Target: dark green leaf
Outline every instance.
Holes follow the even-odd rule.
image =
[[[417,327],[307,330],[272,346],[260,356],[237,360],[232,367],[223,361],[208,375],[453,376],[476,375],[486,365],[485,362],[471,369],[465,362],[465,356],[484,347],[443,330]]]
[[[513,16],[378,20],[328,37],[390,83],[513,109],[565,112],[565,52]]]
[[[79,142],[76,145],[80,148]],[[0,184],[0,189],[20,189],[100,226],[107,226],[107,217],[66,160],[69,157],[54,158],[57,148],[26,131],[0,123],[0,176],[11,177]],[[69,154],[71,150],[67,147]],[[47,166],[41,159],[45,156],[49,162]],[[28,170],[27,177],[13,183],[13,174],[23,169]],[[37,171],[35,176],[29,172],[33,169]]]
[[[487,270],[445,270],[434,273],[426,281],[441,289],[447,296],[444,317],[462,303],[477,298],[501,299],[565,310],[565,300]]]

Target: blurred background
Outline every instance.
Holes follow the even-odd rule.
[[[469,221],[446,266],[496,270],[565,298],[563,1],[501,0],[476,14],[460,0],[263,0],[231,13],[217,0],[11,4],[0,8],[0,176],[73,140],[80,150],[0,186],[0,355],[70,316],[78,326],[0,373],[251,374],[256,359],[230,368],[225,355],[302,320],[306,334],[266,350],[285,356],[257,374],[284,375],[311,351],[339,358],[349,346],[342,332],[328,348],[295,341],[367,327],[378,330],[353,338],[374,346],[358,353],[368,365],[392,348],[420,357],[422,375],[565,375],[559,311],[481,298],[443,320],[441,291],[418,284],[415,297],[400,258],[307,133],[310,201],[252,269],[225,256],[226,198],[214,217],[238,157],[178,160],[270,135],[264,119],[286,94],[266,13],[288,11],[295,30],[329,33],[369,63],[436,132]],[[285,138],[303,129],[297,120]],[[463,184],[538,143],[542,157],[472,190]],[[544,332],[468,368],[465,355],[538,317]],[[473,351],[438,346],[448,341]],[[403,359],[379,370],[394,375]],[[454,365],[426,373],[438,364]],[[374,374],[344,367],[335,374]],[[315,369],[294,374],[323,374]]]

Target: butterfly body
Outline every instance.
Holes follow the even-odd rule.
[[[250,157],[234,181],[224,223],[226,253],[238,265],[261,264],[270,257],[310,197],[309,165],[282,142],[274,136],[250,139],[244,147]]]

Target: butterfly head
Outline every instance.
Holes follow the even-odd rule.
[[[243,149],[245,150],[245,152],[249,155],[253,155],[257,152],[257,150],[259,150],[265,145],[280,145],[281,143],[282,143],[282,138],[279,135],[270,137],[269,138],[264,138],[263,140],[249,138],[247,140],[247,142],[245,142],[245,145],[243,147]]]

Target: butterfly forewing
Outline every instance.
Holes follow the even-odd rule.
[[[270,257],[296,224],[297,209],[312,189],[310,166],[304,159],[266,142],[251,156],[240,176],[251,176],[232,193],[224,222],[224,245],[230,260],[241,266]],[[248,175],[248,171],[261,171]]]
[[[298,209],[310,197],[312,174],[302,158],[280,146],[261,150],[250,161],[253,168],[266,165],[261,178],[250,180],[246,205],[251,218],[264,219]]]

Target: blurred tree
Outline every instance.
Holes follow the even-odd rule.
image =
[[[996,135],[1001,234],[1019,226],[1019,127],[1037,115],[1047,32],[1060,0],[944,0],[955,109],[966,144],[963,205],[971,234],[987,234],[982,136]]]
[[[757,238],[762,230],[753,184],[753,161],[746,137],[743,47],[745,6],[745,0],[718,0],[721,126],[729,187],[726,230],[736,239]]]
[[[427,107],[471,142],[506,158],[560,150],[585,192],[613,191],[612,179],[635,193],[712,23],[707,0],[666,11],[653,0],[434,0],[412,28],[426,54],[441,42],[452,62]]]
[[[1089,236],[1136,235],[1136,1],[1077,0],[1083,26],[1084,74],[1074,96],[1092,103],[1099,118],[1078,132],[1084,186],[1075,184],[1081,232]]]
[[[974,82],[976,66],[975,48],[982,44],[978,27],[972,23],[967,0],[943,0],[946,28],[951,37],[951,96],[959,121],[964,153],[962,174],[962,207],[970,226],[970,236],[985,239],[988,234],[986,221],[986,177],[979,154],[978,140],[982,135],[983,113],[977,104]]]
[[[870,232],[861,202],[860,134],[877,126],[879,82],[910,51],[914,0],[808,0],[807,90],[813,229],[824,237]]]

---------------

# [PROBLEM STATEMENT]
Copy out each line of the rows above that contains the word "blurred".

# [EXERCISE SOLUTION]
Target: blurred background
Target: blurred tree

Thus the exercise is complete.